Convert every line of the listing below into a Markdown table with two columns, Row and Line, numbering the rows in order and skipping blank lines. Leave the pictures out of the table.

RECORDS PROVIDED:
- - - - - - -
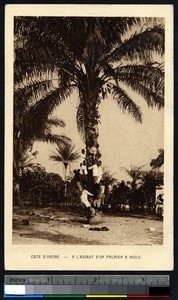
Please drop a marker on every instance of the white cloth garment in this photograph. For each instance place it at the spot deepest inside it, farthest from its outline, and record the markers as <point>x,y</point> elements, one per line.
<point>84,198</point>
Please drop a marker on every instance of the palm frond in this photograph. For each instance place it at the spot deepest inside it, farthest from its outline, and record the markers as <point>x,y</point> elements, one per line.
<point>126,103</point>
<point>53,138</point>
<point>153,99</point>
<point>57,122</point>
<point>139,46</point>
<point>148,75</point>
<point>66,153</point>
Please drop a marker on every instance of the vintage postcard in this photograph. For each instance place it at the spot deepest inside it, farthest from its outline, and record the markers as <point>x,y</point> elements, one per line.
<point>89,137</point>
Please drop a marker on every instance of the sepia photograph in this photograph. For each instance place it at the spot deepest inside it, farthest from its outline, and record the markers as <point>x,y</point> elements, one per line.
<point>88,148</point>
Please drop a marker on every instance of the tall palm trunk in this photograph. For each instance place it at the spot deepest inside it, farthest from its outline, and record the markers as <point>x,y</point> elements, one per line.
<point>65,182</point>
<point>91,103</point>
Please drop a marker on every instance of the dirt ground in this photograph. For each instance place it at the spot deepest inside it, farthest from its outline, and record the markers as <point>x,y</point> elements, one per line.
<point>52,226</point>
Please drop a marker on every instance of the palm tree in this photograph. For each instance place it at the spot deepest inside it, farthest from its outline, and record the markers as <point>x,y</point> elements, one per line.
<point>97,57</point>
<point>135,173</point>
<point>28,128</point>
<point>65,154</point>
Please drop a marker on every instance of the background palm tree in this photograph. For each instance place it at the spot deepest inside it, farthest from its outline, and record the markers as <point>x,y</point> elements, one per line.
<point>65,154</point>
<point>95,56</point>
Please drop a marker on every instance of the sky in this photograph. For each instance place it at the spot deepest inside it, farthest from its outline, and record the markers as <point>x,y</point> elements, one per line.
<point>123,142</point>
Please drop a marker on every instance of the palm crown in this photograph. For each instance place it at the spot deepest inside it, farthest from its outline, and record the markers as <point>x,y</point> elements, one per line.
<point>54,56</point>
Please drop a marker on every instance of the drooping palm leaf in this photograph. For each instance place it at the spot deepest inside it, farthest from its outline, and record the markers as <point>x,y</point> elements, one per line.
<point>139,46</point>
<point>149,76</point>
<point>126,103</point>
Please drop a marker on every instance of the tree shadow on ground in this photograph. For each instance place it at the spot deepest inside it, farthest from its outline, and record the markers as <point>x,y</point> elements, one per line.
<point>58,238</point>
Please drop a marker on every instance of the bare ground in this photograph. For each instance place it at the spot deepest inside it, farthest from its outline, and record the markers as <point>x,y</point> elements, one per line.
<point>53,226</point>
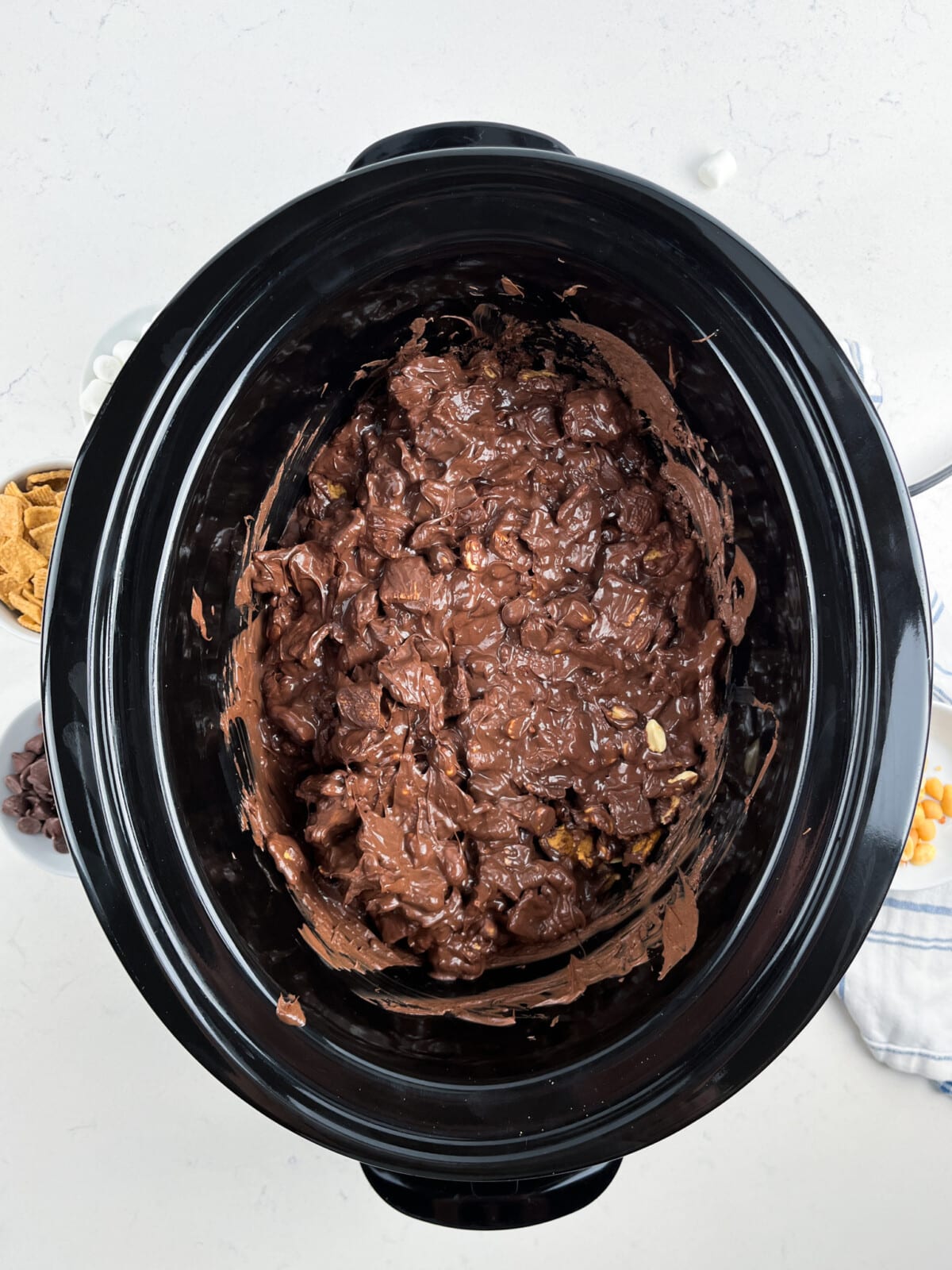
- - - - - - -
REPLY TO THE EXERCISE:
| Row | Line |
|---|---|
| 1 | Please drop a marker on every instance of the white cloth garment in this photograph. For each instance place it at the spot deepest inside it, farthest from its outline, and record the markers as <point>x,y</point> elements, one per line. |
| 2 | <point>84,198</point> |
| 3 | Please drop a marker on every instance of the palm frond in this photograph. For each instance place it at the spot deepest inside it, farthest from its outline, and record the markers as <point>x,y</point> elements, one per line. |
| 4 | <point>126,103</point> |
| 5 | <point>53,138</point> |
| 6 | <point>153,99</point> |
| 7 | <point>57,122</point> |
| 8 | <point>139,46</point> |
| 9 | <point>148,75</point> |
| 10 | <point>66,153</point> |
| 11 | Please drop a marker on every instance of the vintage postcard in this photograph. For each instance place it at the spot deepest inside it, farthest from its outline, and record the markers as <point>x,y</point> elements, one per line. |
| 12 | <point>89,137</point> |
| 13 | Please drop a marker on every instance of the sepia photograph in this photograph. For each instance place it at the spot deepest inside it, farthest from its outline, and record the markers as <point>x,y</point> elements, one per line. |
| 14 | <point>88,148</point> |
| 15 | Please drop a marker on every instance of the tall palm trunk in this photograph. For each instance place it at the spot deepest inside it, farthest from its outline, and record the markers as <point>x,y</point> elements, one per line. |
| 16 | <point>65,182</point> |
| 17 | <point>91,103</point> |
| 18 | Please drop a marker on every instance of the dirt ground in this photograph. For each instance place it at the spot deepest inside it, farthest from its outline, and record the markers as <point>x,y</point> elements, one per line. |
| 19 | <point>52,226</point> |
| 20 | Please drop a marker on every instance of the palm tree in this photograph. For each instance place it at the spot deepest inside it, farthest from its outline, and record the markers as <point>x,y</point> elements, one per line. |
| 21 | <point>97,57</point> |
| 22 | <point>135,173</point> |
| 23 | <point>28,128</point> |
| 24 | <point>65,154</point> |
| 25 | Please drop a marker on every instance of the background palm tree in this photograph. For each instance place it at the spot deepest inside it, farthest from its outline, and record the markers as <point>x,y</point> elements, one per line. |
| 26 | <point>65,154</point> |
| 27 | <point>95,56</point> |
| 28 | Please drop a marker on every instance of the sky in this photograph. For each instance place it at the spot deepest inside it, farthest from its outline, and record the markers as <point>x,y</point> elements, one per line. |
| 29 | <point>123,142</point> |
| 30 | Please drop a marker on every instance of the palm crown in this photograph. For each instance place it at the spot deepest inside it, farthest from its outline, and record the markers as <point>x,y</point> elements, one per line. |
| 31 | <point>54,56</point> |
| 32 | Please drop a marker on every instance of the drooping palm leaf in this photograph. For each instance place it at the spot deepest inside it, farthest from its outline, and record the markers as <point>x,y</point> elements, one per line. |
| 33 | <point>139,46</point> |
| 34 | <point>149,76</point> |
| 35 | <point>126,103</point> |
| 36 | Please drop a marker on every instance of the tree shadow on ground in this photograph. For each instance place it at the spot deepest inside it, farthest from its outline, and record the markers as <point>x,y</point> elements, one per line. |
| 37 | <point>58,238</point> |
| 38 | Please drop a marker on every instance of the bare ground in this photograph. For each instance place it at the spot deepest inside it, farthest from its outline, and record the markers as <point>x,y</point> elements, one per line. |
| 39 | <point>53,226</point> |